DATA SUPPLIED:
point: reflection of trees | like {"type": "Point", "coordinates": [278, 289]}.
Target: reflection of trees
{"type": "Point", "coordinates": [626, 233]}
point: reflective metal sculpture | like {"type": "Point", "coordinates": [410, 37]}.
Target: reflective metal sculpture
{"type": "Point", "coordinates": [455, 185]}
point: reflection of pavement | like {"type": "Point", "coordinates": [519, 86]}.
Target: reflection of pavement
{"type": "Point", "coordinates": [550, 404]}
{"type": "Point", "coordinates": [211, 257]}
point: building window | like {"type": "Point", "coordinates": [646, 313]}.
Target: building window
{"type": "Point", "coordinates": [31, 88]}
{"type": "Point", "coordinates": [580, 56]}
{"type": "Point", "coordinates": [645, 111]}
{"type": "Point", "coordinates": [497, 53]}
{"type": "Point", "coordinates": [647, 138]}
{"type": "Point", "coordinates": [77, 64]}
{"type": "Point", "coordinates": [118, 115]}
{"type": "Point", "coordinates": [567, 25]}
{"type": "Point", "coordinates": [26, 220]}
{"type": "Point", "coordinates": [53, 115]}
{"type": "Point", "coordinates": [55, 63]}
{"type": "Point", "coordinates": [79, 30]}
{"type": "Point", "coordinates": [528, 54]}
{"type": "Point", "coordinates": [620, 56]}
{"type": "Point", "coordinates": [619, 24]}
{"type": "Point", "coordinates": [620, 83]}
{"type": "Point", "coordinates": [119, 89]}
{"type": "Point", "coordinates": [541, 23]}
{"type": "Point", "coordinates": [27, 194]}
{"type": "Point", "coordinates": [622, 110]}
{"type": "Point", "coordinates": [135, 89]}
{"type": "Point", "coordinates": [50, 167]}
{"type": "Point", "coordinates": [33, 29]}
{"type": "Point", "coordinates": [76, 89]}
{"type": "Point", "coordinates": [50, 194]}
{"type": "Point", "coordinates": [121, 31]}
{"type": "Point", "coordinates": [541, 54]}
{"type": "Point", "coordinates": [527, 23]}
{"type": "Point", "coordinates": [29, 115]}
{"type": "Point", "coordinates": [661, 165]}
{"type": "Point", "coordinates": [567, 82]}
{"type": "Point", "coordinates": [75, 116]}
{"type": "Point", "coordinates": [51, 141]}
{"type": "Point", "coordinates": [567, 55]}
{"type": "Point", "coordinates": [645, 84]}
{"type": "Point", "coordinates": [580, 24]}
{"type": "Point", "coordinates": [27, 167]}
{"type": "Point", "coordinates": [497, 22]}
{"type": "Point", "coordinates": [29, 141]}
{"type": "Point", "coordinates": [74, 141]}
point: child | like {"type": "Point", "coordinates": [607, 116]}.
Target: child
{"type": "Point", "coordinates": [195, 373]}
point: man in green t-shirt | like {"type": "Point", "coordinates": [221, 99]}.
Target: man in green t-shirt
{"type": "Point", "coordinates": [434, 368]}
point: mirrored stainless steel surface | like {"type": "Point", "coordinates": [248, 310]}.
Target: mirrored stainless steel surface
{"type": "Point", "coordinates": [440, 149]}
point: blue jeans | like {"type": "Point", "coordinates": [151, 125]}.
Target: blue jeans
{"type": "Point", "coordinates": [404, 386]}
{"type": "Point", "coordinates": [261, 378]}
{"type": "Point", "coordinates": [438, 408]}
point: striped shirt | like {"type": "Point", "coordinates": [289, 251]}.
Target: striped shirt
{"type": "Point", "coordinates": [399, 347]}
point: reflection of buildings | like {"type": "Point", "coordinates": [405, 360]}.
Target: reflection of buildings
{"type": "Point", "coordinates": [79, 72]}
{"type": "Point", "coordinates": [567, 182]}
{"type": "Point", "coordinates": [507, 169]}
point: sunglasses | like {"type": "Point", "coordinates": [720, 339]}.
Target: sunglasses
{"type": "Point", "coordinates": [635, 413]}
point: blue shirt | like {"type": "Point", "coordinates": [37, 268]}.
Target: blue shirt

EXERCISE DIRECTIONS: Pick each line holding the word "like" out of the data and copy it.

REPLY TO THE TASK:
point: reflection of trees | like {"type": "Point", "coordinates": [278, 289]}.
point: reflective metal sculpture | like {"type": "Point", "coordinates": [410, 37]}.
point: reflection of pavement | like {"type": "Point", "coordinates": [519, 86]}.
point: building window | like {"type": "Point", "coordinates": [646, 313]}.
point: child | like {"type": "Point", "coordinates": [607, 116]}.
point: man in green t-shirt | like {"type": "Point", "coordinates": [221, 99]}.
point: mirrored stainless steel surface | like {"type": "Point", "coordinates": [248, 310]}.
point: blue jeans | like {"type": "Point", "coordinates": [151, 125]}.
point: striped shirt | like {"type": "Point", "coordinates": [289, 251]}.
point: reflection of buildings | like {"type": "Point", "coordinates": [405, 360]}.
point: sunglasses | like {"type": "Point", "coordinates": [720, 339]}.
point: blue shirt | like {"type": "Point", "coordinates": [37, 268]}.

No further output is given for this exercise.